◆ ACTIVITY
What you need to produce from the material below is an exact transcription of the lines from the one with "column 397, row 154" through the one with "Where can the white wall", both included, and no other line.
RECORDS FOR PROCESSING Start Marker
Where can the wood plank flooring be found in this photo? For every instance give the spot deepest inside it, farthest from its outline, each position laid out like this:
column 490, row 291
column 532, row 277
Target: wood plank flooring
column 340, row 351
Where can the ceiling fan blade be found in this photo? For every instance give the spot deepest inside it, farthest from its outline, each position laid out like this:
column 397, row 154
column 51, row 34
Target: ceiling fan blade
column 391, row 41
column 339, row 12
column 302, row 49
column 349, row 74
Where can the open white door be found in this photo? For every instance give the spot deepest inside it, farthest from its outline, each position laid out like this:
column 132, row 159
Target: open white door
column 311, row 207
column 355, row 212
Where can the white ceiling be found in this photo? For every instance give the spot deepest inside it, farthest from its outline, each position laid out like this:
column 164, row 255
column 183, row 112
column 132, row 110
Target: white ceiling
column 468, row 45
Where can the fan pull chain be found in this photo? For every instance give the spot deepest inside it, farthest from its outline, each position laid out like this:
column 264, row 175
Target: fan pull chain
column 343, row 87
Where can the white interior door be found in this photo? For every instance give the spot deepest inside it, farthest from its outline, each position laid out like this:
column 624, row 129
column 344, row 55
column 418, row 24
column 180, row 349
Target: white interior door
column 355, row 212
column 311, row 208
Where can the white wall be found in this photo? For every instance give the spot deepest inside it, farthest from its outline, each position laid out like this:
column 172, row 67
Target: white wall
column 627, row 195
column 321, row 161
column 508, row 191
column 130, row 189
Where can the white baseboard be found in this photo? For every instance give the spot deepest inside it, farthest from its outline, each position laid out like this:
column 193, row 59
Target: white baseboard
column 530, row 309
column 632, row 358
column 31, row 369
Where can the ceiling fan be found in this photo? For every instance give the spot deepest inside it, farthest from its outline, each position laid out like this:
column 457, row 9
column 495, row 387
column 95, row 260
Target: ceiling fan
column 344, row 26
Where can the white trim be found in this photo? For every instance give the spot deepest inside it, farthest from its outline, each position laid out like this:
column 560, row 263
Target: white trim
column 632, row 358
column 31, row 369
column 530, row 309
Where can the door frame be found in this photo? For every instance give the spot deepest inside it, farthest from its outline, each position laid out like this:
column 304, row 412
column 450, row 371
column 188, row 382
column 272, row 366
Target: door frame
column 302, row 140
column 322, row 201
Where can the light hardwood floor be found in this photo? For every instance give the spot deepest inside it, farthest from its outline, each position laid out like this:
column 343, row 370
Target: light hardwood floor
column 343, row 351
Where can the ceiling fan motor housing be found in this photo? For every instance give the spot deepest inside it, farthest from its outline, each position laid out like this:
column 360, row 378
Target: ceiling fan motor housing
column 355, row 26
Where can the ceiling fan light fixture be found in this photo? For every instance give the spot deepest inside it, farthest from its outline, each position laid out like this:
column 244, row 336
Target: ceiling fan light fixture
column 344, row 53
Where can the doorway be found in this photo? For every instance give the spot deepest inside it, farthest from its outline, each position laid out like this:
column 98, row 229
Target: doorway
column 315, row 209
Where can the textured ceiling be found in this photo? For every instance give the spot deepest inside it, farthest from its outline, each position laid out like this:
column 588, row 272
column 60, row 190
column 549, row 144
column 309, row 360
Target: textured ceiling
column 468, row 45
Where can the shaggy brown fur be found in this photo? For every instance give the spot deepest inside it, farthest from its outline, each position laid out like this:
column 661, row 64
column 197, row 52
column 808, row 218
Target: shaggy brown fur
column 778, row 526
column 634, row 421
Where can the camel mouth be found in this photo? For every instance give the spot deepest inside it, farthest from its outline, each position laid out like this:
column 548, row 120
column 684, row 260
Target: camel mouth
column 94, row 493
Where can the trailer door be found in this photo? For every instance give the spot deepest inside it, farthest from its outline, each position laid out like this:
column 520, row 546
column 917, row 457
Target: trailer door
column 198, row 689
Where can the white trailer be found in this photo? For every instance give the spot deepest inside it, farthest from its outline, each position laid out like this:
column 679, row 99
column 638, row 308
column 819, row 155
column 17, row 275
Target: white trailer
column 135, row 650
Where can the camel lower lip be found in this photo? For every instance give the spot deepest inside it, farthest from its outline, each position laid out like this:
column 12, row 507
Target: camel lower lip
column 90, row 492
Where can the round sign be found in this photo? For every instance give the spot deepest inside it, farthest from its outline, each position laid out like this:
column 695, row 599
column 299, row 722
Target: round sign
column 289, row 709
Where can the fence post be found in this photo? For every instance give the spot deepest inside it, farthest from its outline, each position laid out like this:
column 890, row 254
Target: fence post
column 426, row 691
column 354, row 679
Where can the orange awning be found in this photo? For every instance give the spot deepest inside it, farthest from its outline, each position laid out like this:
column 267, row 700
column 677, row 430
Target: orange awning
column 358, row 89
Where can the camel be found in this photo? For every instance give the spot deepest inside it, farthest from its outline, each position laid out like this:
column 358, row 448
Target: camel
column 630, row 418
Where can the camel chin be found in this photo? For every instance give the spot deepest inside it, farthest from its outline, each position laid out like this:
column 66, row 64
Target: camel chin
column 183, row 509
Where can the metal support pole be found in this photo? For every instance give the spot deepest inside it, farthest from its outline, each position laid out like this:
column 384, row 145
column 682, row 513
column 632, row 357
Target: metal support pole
RECORDS FOR PROCESSING End Marker
◆ THE COMPLETED TASK
column 397, row 154
column 51, row 34
Target: ceiling fan blade
column 391, row 41
column 339, row 12
column 302, row 49
column 349, row 74
Where can the open white door be found in this photo? For every instance give the spot deepest inside it, farthest from its outline, each position laid out like this:
column 132, row 159
Target: open white door
column 311, row 207
column 355, row 212
Where can the white ceiling be found in this photo? For every instance give the spot deepest inside it, farthest from its outline, each position laid out like this:
column 164, row 255
column 183, row 112
column 132, row 110
Target: white ceiling
column 468, row 45
Where can the fan pull chain be found in this photo? For every instance give the spot deepest inside it, farthest from its outline, each position laid out like this:
column 264, row 175
Target: fan pull chain
column 343, row 87
Where can the white interior door be found in this photo? For every instance give the spot deepest inside it, farthest from its outline, each position laid out like this:
column 624, row 129
column 344, row 55
column 418, row 24
column 180, row 349
Target: white interior door
column 355, row 212
column 311, row 208
Where can the white wall be found in this photo? For every instance give the spot deepest inside it, farthest from its outline, each position laid out like this:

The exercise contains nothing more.